• [Passage shown]

With that question in mind, she began working on a book. She conducted interviews with Cubans, people whom she termed as “street filmmakers”—Cubans with a variety of perspectives and opinions and who find their own ways to finance films. She wanted to ensure she included their voices and visions in the book. Stock’s book, On Location in Cuba: Street Filmmaking During Times of Transition, is due out next spring through the University of North Carolina Press.

“So, by reading this book, my intent is not only for readers to have an understanding of Cuban filmmaking in recent years, but also a sense of the complexity, the diversity, the nuances in perspectives of Cubans,” she said. “So I want readers to get to know some Cubans as people, as creators, and as human beings.

Impact

Stock said that she hopes her students will leave William and Mary with “some very concrete products disseminating their new knowledge.” She said that she thinks Cuban Cinema Classics is impacting her students and America at the same time.

• [Directive 1] According to the passage about Stock's book on Cuban filmmaking, which press is publishing the book?
• [Directive 2] In the passage about Stock's book on Cuban filmmaking, list every role in which Stock says she wants readers to get to know some Cubans.

(Rows for bounding box labeling)
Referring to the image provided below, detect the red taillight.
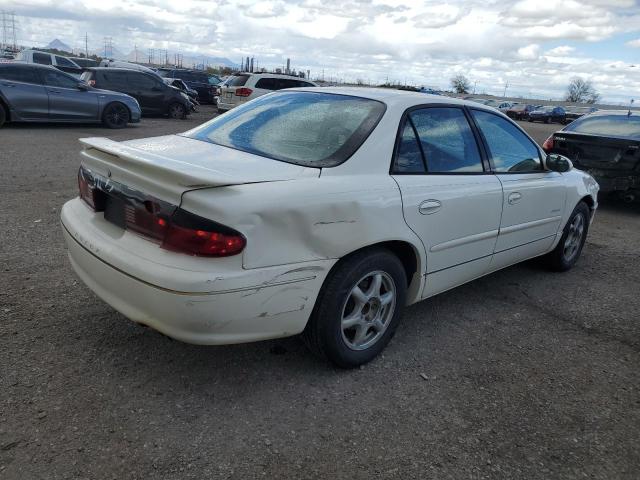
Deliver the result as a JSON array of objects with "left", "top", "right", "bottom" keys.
[
  {"left": 162, "top": 209, "right": 247, "bottom": 257},
  {"left": 78, "top": 167, "right": 247, "bottom": 257},
  {"left": 78, "top": 168, "right": 98, "bottom": 210},
  {"left": 236, "top": 87, "right": 253, "bottom": 97}
]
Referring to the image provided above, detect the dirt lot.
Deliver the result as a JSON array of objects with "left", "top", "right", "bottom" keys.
[{"left": 0, "top": 108, "right": 640, "bottom": 480}]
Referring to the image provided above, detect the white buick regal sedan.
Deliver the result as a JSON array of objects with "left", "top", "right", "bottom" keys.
[{"left": 62, "top": 88, "right": 598, "bottom": 367}]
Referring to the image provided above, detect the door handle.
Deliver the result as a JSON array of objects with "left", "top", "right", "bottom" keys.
[
  {"left": 507, "top": 192, "right": 522, "bottom": 205},
  {"left": 418, "top": 200, "right": 442, "bottom": 215}
]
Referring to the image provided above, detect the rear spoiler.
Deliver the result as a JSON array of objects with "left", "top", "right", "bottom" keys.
[{"left": 80, "top": 137, "right": 245, "bottom": 190}]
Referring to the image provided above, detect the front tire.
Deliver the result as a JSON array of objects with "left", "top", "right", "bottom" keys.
[
  {"left": 302, "top": 248, "right": 407, "bottom": 368},
  {"left": 545, "top": 202, "right": 591, "bottom": 272},
  {"left": 102, "top": 102, "right": 129, "bottom": 128}
]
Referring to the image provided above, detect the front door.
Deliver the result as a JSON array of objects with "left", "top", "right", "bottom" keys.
[
  {"left": 43, "top": 70, "right": 99, "bottom": 121},
  {"left": 392, "top": 106, "right": 502, "bottom": 297},
  {"left": 471, "top": 109, "right": 566, "bottom": 270}
]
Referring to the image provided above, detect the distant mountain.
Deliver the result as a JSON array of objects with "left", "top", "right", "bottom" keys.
[{"left": 44, "top": 38, "right": 72, "bottom": 52}]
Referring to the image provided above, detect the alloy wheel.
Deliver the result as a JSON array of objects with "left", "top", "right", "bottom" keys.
[{"left": 341, "top": 271, "right": 397, "bottom": 350}]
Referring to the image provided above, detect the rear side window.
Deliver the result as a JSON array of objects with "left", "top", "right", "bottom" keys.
[
  {"left": 43, "top": 69, "right": 78, "bottom": 88},
  {"left": 56, "top": 55, "right": 76, "bottom": 67},
  {"left": 0, "top": 65, "right": 41, "bottom": 84},
  {"left": 256, "top": 78, "right": 278, "bottom": 90},
  {"left": 564, "top": 112, "right": 640, "bottom": 139},
  {"left": 33, "top": 52, "right": 51, "bottom": 65},
  {"left": 407, "top": 107, "right": 484, "bottom": 173},
  {"left": 97, "top": 70, "right": 130, "bottom": 90},
  {"left": 227, "top": 75, "right": 249, "bottom": 87},
  {"left": 471, "top": 110, "right": 542, "bottom": 173},
  {"left": 185, "top": 92, "right": 385, "bottom": 167},
  {"left": 127, "top": 72, "right": 159, "bottom": 90},
  {"left": 393, "top": 121, "right": 427, "bottom": 173}
]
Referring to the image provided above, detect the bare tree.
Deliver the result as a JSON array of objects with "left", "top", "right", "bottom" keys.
[
  {"left": 566, "top": 77, "right": 600, "bottom": 103},
  {"left": 451, "top": 74, "right": 471, "bottom": 93}
]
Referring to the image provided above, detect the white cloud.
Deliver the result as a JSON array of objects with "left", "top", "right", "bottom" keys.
[{"left": 5, "top": 0, "right": 640, "bottom": 98}]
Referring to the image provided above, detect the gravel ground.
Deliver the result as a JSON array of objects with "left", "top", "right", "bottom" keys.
[{"left": 0, "top": 108, "right": 640, "bottom": 480}]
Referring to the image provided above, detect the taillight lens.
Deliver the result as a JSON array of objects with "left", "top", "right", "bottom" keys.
[
  {"left": 78, "top": 167, "right": 247, "bottom": 257},
  {"left": 236, "top": 87, "right": 253, "bottom": 97}
]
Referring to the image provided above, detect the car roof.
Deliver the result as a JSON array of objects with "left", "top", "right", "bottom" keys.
[{"left": 284, "top": 87, "right": 499, "bottom": 113}]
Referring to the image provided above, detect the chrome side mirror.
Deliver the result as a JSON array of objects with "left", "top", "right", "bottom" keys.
[{"left": 544, "top": 153, "right": 573, "bottom": 173}]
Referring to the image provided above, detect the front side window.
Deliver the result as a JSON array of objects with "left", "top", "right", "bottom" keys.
[
  {"left": 184, "top": 92, "right": 385, "bottom": 167},
  {"left": 409, "top": 107, "right": 484, "bottom": 173},
  {"left": 33, "top": 52, "right": 51, "bottom": 65},
  {"left": 564, "top": 113, "right": 640, "bottom": 139},
  {"left": 471, "top": 110, "right": 542, "bottom": 173},
  {"left": 0, "top": 65, "right": 40, "bottom": 84},
  {"left": 43, "top": 70, "right": 78, "bottom": 88}
]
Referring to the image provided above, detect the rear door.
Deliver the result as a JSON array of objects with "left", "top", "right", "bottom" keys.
[
  {"left": 392, "top": 106, "right": 502, "bottom": 297},
  {"left": 0, "top": 63, "right": 49, "bottom": 120},
  {"left": 42, "top": 69, "right": 98, "bottom": 121},
  {"left": 471, "top": 109, "right": 566, "bottom": 269}
]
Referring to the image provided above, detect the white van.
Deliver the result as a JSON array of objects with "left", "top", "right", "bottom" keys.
[{"left": 16, "top": 50, "right": 83, "bottom": 76}]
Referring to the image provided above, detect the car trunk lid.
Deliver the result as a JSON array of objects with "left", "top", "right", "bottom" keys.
[
  {"left": 553, "top": 132, "right": 640, "bottom": 172},
  {"left": 80, "top": 135, "right": 320, "bottom": 205}
]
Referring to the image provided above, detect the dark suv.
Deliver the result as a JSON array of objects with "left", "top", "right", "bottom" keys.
[
  {"left": 80, "top": 67, "right": 191, "bottom": 118},
  {"left": 158, "top": 68, "right": 217, "bottom": 103},
  {"left": 0, "top": 63, "right": 140, "bottom": 128}
]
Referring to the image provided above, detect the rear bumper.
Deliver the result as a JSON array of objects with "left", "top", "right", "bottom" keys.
[{"left": 61, "top": 199, "right": 334, "bottom": 345}]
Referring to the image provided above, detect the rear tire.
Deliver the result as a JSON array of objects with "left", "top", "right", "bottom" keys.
[
  {"left": 543, "top": 202, "right": 591, "bottom": 272},
  {"left": 169, "top": 103, "right": 187, "bottom": 120},
  {"left": 302, "top": 248, "right": 407, "bottom": 368},
  {"left": 102, "top": 102, "right": 129, "bottom": 128}
]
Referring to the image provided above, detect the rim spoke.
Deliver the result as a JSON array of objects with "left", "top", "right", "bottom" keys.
[
  {"left": 342, "top": 310, "right": 363, "bottom": 330},
  {"left": 367, "top": 273, "right": 382, "bottom": 298},
  {"left": 353, "top": 324, "right": 369, "bottom": 346},
  {"left": 351, "top": 285, "right": 369, "bottom": 305},
  {"left": 380, "top": 292, "right": 393, "bottom": 307}
]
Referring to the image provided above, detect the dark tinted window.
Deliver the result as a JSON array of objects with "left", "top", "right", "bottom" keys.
[
  {"left": 186, "top": 92, "right": 385, "bottom": 167},
  {"left": 33, "top": 52, "right": 51, "bottom": 65},
  {"left": 564, "top": 112, "right": 640, "bottom": 138},
  {"left": 96, "top": 69, "right": 130, "bottom": 90},
  {"left": 127, "top": 72, "right": 160, "bottom": 90},
  {"left": 226, "top": 75, "right": 249, "bottom": 87},
  {"left": 43, "top": 69, "right": 78, "bottom": 88},
  {"left": 256, "top": 78, "right": 278, "bottom": 90},
  {"left": 393, "top": 121, "right": 426, "bottom": 173},
  {"left": 0, "top": 65, "right": 40, "bottom": 84},
  {"left": 409, "top": 108, "right": 484, "bottom": 173},
  {"left": 56, "top": 55, "right": 76, "bottom": 67},
  {"left": 472, "top": 110, "right": 542, "bottom": 173}
]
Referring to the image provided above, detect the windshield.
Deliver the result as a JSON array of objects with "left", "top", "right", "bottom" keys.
[
  {"left": 564, "top": 115, "right": 640, "bottom": 139},
  {"left": 184, "top": 92, "right": 385, "bottom": 167}
]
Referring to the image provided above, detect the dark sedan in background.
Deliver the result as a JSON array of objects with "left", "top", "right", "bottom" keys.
[
  {"left": 0, "top": 63, "right": 140, "bottom": 128},
  {"left": 528, "top": 105, "right": 567, "bottom": 124},
  {"left": 542, "top": 110, "right": 640, "bottom": 202},
  {"left": 564, "top": 107, "right": 598, "bottom": 123},
  {"left": 81, "top": 67, "right": 191, "bottom": 119},
  {"left": 505, "top": 103, "right": 536, "bottom": 120}
]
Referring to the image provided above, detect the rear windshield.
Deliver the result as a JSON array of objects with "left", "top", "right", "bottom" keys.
[
  {"left": 225, "top": 75, "right": 249, "bottom": 87},
  {"left": 564, "top": 114, "right": 640, "bottom": 139},
  {"left": 184, "top": 92, "right": 385, "bottom": 167}
]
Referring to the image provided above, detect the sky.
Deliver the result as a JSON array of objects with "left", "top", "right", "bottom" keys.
[{"left": 0, "top": 0, "right": 640, "bottom": 103}]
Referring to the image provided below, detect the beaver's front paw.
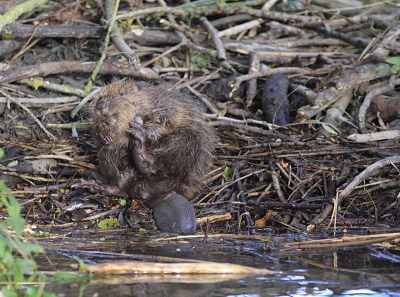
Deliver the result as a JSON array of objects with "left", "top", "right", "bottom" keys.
[{"left": 153, "top": 193, "right": 196, "bottom": 234}]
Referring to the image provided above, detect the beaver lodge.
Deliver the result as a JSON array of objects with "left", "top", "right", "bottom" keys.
[{"left": 0, "top": 0, "right": 400, "bottom": 253}]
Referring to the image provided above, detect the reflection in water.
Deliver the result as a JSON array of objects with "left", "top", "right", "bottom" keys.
[{"left": 33, "top": 235, "right": 400, "bottom": 297}]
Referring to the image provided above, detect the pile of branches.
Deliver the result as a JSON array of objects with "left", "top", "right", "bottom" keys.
[{"left": 0, "top": 0, "right": 400, "bottom": 233}]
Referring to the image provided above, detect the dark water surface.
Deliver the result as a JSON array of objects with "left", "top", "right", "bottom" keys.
[{"left": 32, "top": 231, "right": 400, "bottom": 297}]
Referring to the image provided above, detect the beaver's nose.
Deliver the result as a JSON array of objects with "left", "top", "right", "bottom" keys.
[{"left": 96, "top": 98, "right": 108, "bottom": 110}]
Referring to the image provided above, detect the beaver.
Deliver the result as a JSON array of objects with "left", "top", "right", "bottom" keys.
[{"left": 81, "top": 80, "right": 214, "bottom": 234}]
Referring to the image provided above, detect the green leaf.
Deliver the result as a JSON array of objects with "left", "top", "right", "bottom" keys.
[
  {"left": 10, "top": 217, "right": 26, "bottom": 236},
  {"left": 0, "top": 287, "right": 18, "bottom": 297},
  {"left": 1, "top": 251, "right": 14, "bottom": 268},
  {"left": 390, "top": 65, "right": 400, "bottom": 73},
  {"left": 322, "top": 123, "right": 337, "bottom": 135},
  {"left": 375, "top": 66, "right": 391, "bottom": 72},
  {"left": 386, "top": 57, "right": 400, "bottom": 65},
  {"left": 72, "top": 256, "right": 92, "bottom": 275}
]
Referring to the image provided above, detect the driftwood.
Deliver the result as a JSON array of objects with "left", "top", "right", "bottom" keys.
[{"left": 0, "top": 0, "right": 400, "bottom": 238}]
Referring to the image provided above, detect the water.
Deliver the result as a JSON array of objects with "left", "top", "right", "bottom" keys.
[{"left": 30, "top": 235, "right": 400, "bottom": 297}]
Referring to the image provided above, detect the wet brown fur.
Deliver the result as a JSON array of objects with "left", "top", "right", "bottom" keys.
[{"left": 93, "top": 80, "right": 214, "bottom": 207}]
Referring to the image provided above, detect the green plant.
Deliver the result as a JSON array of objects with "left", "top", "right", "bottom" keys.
[{"left": 0, "top": 150, "right": 50, "bottom": 296}]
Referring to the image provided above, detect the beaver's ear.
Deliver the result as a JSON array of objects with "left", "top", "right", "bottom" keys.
[{"left": 134, "top": 81, "right": 144, "bottom": 91}]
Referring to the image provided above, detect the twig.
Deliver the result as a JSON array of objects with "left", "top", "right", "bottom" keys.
[
  {"left": 358, "top": 75, "right": 397, "bottom": 132},
  {"left": 0, "top": 0, "right": 47, "bottom": 32},
  {"left": 0, "top": 61, "right": 158, "bottom": 85},
  {"left": 187, "top": 86, "right": 219, "bottom": 114},
  {"left": 85, "top": 0, "right": 119, "bottom": 93},
  {"left": 200, "top": 17, "right": 226, "bottom": 61},
  {"left": 104, "top": 0, "right": 140, "bottom": 70},
  {"left": 71, "top": 88, "right": 101, "bottom": 118},
  {"left": 307, "top": 156, "right": 400, "bottom": 232},
  {"left": 0, "top": 25, "right": 40, "bottom": 72},
  {"left": 0, "top": 88, "right": 57, "bottom": 140},
  {"left": 229, "top": 67, "right": 306, "bottom": 94},
  {"left": 246, "top": 53, "right": 260, "bottom": 107}
]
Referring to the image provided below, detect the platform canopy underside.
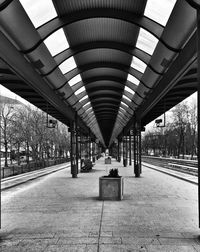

• [Written response 1] The University of North Carolina Press.

• [Written response 2] As people, as creators, and as human beings.